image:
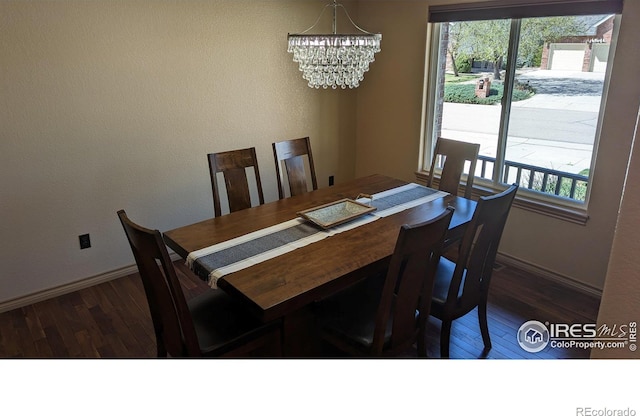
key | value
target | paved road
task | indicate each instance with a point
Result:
(565, 109)
(556, 130)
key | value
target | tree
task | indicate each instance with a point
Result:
(488, 40)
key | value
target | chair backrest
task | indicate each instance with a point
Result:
(292, 153)
(172, 321)
(408, 285)
(233, 166)
(456, 153)
(478, 250)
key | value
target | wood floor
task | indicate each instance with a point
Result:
(112, 320)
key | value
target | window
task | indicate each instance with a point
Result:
(528, 86)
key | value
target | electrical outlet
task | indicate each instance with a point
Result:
(85, 241)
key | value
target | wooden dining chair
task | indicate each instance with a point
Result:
(378, 316)
(211, 324)
(455, 154)
(292, 154)
(463, 285)
(233, 165)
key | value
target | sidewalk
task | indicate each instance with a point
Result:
(563, 156)
(569, 112)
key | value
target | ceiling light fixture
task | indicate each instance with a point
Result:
(334, 60)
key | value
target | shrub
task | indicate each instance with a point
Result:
(463, 63)
(466, 94)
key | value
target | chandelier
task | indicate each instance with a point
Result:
(334, 60)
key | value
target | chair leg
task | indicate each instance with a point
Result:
(484, 326)
(445, 335)
(422, 344)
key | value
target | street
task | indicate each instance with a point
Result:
(554, 129)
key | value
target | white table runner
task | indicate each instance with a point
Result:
(213, 262)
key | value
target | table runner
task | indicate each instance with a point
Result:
(213, 262)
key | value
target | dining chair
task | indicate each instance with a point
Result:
(378, 317)
(211, 324)
(455, 154)
(292, 154)
(233, 166)
(463, 285)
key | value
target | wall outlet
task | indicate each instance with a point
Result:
(85, 241)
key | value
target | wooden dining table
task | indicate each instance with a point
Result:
(284, 287)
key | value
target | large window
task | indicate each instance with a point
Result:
(528, 89)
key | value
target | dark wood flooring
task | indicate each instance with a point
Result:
(112, 320)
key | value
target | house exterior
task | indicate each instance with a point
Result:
(586, 53)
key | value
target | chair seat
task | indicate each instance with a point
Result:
(222, 323)
(350, 315)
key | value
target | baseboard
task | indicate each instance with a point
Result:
(125, 271)
(548, 274)
(70, 287)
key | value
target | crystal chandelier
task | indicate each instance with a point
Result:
(334, 60)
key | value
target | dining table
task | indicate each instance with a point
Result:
(283, 280)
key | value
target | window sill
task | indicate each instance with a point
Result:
(525, 200)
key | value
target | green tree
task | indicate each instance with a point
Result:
(488, 40)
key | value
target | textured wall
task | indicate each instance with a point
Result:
(389, 137)
(115, 104)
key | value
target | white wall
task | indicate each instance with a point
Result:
(114, 104)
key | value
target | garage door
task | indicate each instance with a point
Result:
(566, 56)
(599, 56)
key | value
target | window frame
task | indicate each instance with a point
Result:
(539, 202)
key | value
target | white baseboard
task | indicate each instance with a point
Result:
(125, 271)
(70, 287)
(548, 274)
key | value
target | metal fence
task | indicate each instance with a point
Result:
(550, 181)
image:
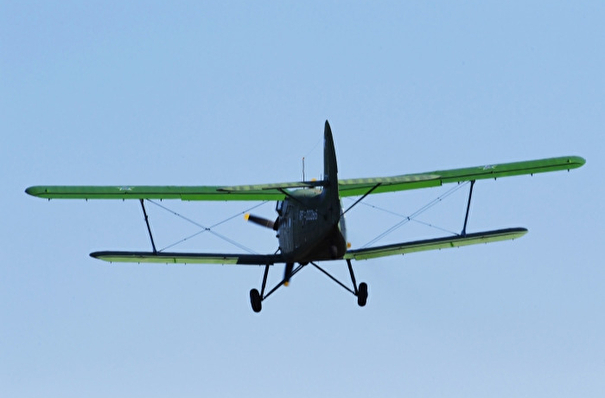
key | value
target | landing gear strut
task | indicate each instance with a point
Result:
(256, 297)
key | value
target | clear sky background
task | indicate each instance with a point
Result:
(188, 93)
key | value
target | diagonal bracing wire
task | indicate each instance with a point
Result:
(414, 215)
(203, 228)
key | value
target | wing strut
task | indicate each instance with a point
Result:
(362, 198)
(148, 226)
(468, 207)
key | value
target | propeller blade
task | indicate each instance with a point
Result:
(262, 221)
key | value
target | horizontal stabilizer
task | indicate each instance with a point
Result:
(187, 258)
(436, 244)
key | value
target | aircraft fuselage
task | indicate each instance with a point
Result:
(311, 227)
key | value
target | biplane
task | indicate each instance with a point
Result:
(310, 222)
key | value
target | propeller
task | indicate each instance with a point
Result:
(263, 221)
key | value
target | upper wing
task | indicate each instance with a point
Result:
(188, 258)
(356, 187)
(152, 192)
(435, 244)
(350, 187)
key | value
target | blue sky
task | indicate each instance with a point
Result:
(237, 93)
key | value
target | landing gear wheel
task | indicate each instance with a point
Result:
(255, 300)
(362, 294)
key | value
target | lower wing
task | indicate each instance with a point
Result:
(436, 244)
(187, 258)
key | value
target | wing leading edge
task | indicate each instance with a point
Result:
(436, 244)
(349, 187)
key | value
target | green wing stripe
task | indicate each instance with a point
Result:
(356, 187)
(186, 258)
(351, 187)
(150, 192)
(436, 244)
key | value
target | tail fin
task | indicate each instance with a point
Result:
(330, 167)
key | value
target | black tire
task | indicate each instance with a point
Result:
(255, 300)
(362, 294)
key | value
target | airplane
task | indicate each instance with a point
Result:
(310, 223)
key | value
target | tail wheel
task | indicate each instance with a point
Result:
(362, 294)
(255, 300)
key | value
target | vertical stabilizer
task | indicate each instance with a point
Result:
(330, 167)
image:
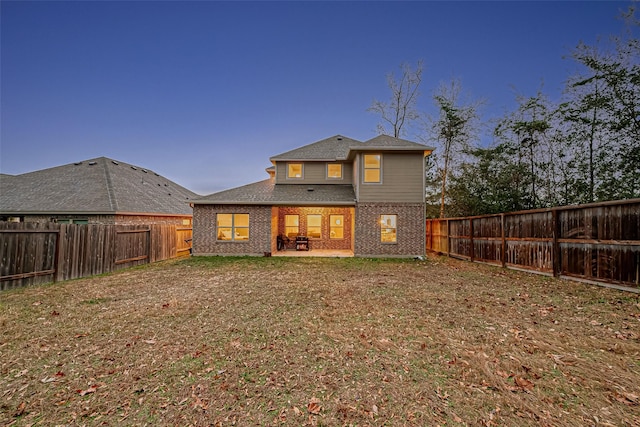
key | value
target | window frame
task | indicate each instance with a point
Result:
(297, 226)
(393, 226)
(332, 227)
(319, 226)
(365, 168)
(341, 166)
(289, 164)
(233, 227)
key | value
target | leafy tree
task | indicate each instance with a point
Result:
(401, 109)
(524, 136)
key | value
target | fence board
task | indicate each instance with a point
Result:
(599, 242)
(32, 253)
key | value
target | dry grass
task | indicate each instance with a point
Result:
(276, 341)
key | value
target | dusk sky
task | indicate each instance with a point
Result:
(204, 93)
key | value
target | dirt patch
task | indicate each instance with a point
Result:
(278, 341)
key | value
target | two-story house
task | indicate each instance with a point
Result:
(366, 198)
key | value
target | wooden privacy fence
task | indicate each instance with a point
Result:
(598, 242)
(32, 253)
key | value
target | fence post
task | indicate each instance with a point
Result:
(57, 257)
(555, 246)
(503, 254)
(149, 245)
(471, 248)
(448, 238)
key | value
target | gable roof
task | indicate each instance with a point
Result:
(95, 186)
(340, 147)
(386, 142)
(330, 149)
(268, 193)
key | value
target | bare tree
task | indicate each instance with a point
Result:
(452, 131)
(401, 109)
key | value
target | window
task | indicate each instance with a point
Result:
(233, 227)
(294, 170)
(372, 168)
(334, 170)
(336, 226)
(388, 228)
(314, 226)
(291, 226)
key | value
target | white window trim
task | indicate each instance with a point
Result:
(395, 228)
(364, 168)
(341, 171)
(233, 227)
(301, 170)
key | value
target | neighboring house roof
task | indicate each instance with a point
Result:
(268, 193)
(95, 186)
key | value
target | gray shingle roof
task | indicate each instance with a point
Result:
(268, 193)
(339, 147)
(96, 186)
(330, 149)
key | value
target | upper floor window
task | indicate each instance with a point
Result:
(294, 170)
(233, 226)
(388, 228)
(372, 168)
(291, 226)
(334, 170)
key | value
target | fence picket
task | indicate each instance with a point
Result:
(598, 242)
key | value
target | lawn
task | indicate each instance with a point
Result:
(313, 341)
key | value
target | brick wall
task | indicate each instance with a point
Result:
(410, 230)
(205, 232)
(325, 242)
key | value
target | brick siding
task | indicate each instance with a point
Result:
(410, 230)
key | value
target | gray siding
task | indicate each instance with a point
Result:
(402, 180)
(314, 173)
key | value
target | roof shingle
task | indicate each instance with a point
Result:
(268, 193)
(95, 186)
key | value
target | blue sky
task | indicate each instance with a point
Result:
(204, 93)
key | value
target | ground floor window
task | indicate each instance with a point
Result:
(291, 226)
(314, 226)
(388, 228)
(233, 227)
(72, 221)
(336, 226)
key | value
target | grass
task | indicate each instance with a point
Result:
(312, 341)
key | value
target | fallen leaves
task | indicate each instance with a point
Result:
(626, 398)
(314, 406)
(20, 409)
(90, 390)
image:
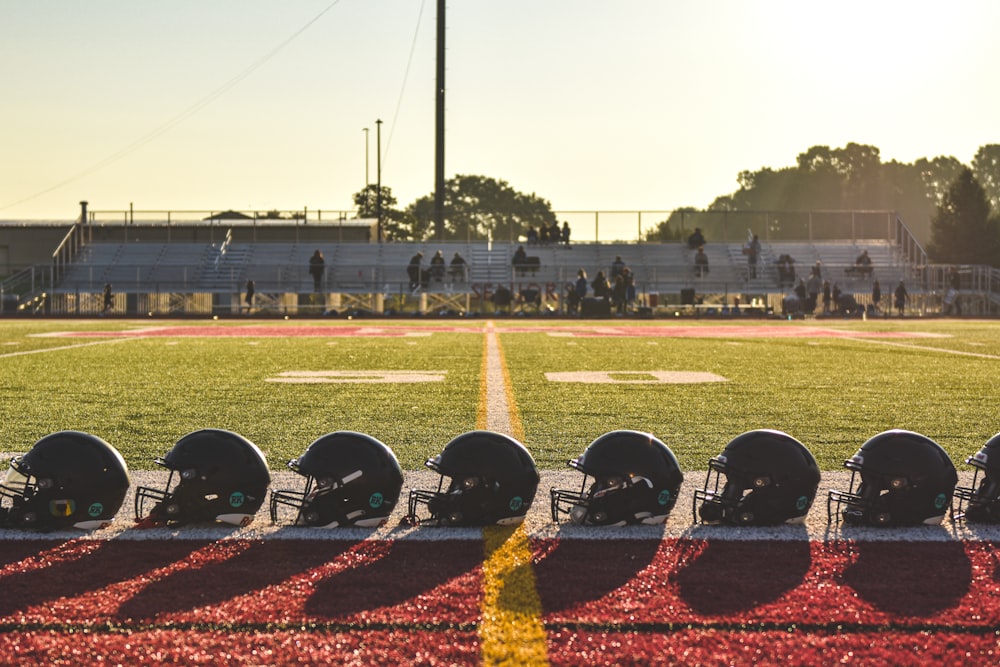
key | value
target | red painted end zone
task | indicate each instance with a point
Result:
(627, 602)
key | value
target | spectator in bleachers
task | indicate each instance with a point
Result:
(813, 286)
(109, 299)
(581, 285)
(437, 266)
(520, 256)
(458, 267)
(617, 266)
(554, 232)
(250, 289)
(786, 270)
(601, 286)
(696, 239)
(863, 264)
(752, 251)
(618, 294)
(317, 266)
(629, 278)
(900, 296)
(700, 263)
(413, 270)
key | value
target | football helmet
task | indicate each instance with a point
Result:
(352, 479)
(980, 502)
(215, 475)
(69, 479)
(771, 478)
(493, 480)
(636, 479)
(906, 479)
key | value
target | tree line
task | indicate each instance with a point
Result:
(953, 209)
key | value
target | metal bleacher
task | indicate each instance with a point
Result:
(663, 269)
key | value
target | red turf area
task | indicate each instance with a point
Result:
(622, 602)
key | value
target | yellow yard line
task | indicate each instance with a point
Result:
(511, 631)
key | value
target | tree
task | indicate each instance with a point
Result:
(396, 224)
(986, 167)
(475, 206)
(961, 231)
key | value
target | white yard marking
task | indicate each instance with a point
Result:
(635, 377)
(390, 377)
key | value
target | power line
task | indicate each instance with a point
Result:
(182, 116)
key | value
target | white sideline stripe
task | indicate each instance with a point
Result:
(925, 348)
(71, 347)
(497, 407)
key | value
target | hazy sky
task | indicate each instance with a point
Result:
(610, 105)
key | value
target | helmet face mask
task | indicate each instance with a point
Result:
(69, 479)
(492, 481)
(635, 480)
(980, 501)
(770, 479)
(215, 475)
(898, 478)
(351, 479)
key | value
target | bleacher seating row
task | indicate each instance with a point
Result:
(359, 267)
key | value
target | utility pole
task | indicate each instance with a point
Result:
(439, 128)
(378, 169)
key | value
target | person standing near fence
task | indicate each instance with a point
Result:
(317, 266)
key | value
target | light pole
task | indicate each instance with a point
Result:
(378, 169)
(365, 130)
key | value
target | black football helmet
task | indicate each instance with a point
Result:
(980, 502)
(493, 481)
(220, 476)
(906, 479)
(636, 480)
(69, 479)
(771, 478)
(352, 479)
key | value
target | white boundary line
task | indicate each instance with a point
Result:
(70, 347)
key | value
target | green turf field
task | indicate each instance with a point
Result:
(141, 394)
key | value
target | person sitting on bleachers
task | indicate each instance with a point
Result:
(697, 239)
(458, 267)
(437, 266)
(700, 263)
(863, 264)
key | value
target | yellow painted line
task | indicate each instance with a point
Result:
(511, 631)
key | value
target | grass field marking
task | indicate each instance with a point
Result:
(68, 347)
(926, 348)
(511, 631)
(359, 376)
(634, 377)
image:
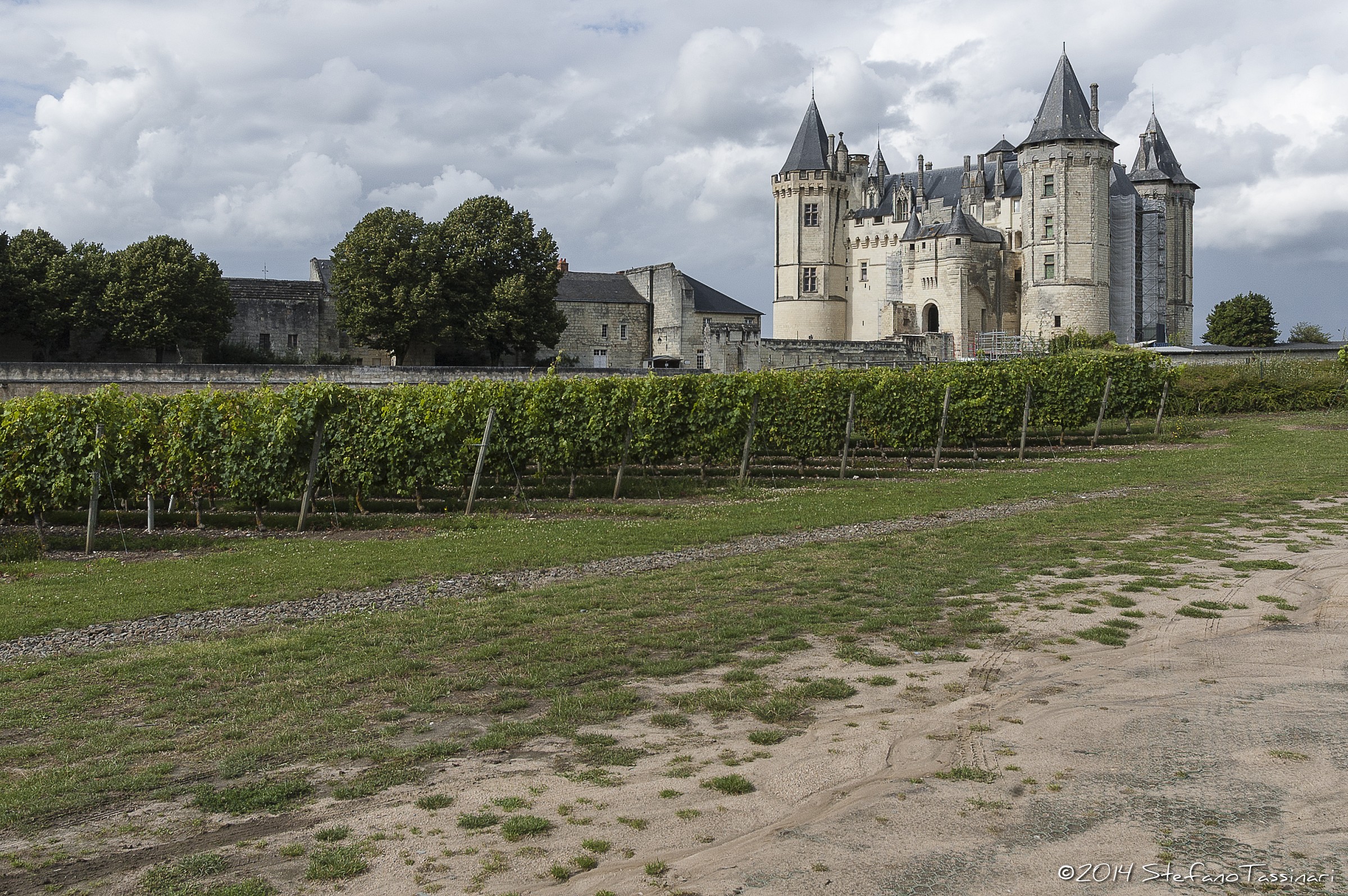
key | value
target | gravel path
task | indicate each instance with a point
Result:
(176, 627)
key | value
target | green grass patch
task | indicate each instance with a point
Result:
(239, 799)
(730, 785)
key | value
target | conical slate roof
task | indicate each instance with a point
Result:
(810, 150)
(1065, 112)
(1156, 160)
(878, 167)
(914, 225)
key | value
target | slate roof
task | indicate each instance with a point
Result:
(944, 184)
(1156, 160)
(709, 301)
(261, 290)
(581, 286)
(810, 150)
(1065, 112)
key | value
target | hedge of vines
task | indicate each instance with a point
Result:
(254, 447)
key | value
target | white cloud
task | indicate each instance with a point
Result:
(634, 134)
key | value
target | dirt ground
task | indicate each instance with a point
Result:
(1210, 755)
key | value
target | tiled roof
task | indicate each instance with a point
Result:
(581, 286)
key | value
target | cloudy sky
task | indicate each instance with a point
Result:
(645, 133)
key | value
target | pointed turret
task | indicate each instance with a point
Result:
(810, 151)
(914, 225)
(1156, 160)
(878, 167)
(1065, 112)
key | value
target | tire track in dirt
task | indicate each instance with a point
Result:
(176, 627)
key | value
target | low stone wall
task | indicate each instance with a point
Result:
(22, 379)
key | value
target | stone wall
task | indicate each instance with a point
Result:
(24, 379)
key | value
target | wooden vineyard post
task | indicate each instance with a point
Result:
(307, 503)
(940, 434)
(1104, 403)
(749, 444)
(482, 460)
(627, 445)
(847, 434)
(1025, 421)
(93, 495)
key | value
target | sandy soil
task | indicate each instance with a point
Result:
(1217, 742)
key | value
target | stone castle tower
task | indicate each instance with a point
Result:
(1032, 240)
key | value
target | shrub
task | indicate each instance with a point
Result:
(730, 785)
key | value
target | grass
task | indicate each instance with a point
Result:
(730, 785)
(336, 863)
(239, 799)
(112, 728)
(521, 826)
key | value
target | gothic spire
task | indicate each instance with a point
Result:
(1065, 112)
(1156, 160)
(810, 151)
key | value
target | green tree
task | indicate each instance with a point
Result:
(1306, 332)
(1245, 321)
(388, 272)
(502, 278)
(165, 294)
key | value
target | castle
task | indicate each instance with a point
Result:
(1029, 242)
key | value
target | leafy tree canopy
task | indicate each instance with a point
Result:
(389, 278)
(1246, 321)
(1306, 332)
(163, 294)
(482, 278)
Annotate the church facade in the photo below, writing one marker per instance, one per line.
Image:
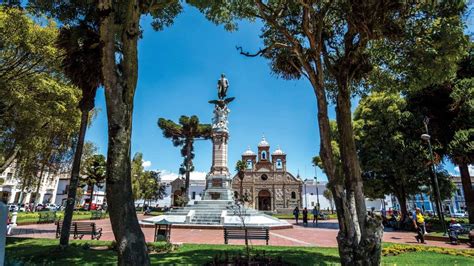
(267, 185)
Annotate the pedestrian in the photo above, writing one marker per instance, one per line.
(419, 223)
(305, 217)
(296, 213)
(315, 215)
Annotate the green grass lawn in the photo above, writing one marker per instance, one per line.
(32, 217)
(44, 251)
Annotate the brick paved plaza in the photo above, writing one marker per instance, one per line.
(322, 236)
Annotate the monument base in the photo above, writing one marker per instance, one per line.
(216, 214)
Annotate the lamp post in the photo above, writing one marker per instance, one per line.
(317, 189)
(305, 195)
(427, 138)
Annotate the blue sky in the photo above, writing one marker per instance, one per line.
(178, 71)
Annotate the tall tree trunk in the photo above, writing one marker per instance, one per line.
(10, 158)
(468, 191)
(74, 181)
(360, 241)
(120, 82)
(38, 187)
(189, 144)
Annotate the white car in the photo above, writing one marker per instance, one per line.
(458, 214)
(12, 207)
(51, 206)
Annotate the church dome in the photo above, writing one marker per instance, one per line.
(278, 151)
(263, 143)
(248, 152)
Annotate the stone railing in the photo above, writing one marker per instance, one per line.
(190, 216)
(223, 215)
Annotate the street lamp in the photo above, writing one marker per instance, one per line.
(427, 137)
(317, 189)
(305, 196)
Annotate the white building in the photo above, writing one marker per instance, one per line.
(14, 191)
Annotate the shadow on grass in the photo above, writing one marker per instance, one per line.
(27, 251)
(199, 255)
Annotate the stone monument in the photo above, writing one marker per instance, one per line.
(218, 206)
(218, 180)
(3, 230)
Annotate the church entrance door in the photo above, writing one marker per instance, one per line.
(264, 200)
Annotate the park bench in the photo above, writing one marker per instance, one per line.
(46, 217)
(79, 229)
(247, 233)
(97, 215)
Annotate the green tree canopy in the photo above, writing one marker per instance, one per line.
(183, 135)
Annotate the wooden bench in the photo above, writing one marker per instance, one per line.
(79, 229)
(257, 233)
(97, 215)
(46, 217)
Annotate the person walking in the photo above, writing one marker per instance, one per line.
(296, 213)
(305, 217)
(419, 223)
(315, 215)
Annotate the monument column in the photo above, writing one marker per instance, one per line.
(219, 181)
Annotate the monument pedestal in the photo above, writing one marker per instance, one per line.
(218, 208)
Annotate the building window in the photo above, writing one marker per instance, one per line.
(279, 164)
(249, 164)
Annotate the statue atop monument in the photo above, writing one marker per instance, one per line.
(222, 86)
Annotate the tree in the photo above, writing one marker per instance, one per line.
(33, 111)
(393, 159)
(81, 64)
(328, 195)
(119, 33)
(37, 127)
(94, 174)
(240, 168)
(184, 134)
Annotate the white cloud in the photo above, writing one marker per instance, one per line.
(170, 176)
(146, 164)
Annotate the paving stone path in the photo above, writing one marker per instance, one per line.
(322, 236)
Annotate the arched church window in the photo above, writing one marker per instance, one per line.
(279, 164)
(249, 164)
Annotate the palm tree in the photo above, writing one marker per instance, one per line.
(81, 64)
(240, 167)
(94, 174)
(184, 134)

* * *

§ **Your objective**
Search the records for the word "gray" and return every line that holds it.

§ **Answer for the task**
target | gray shingle roof
target | gray siding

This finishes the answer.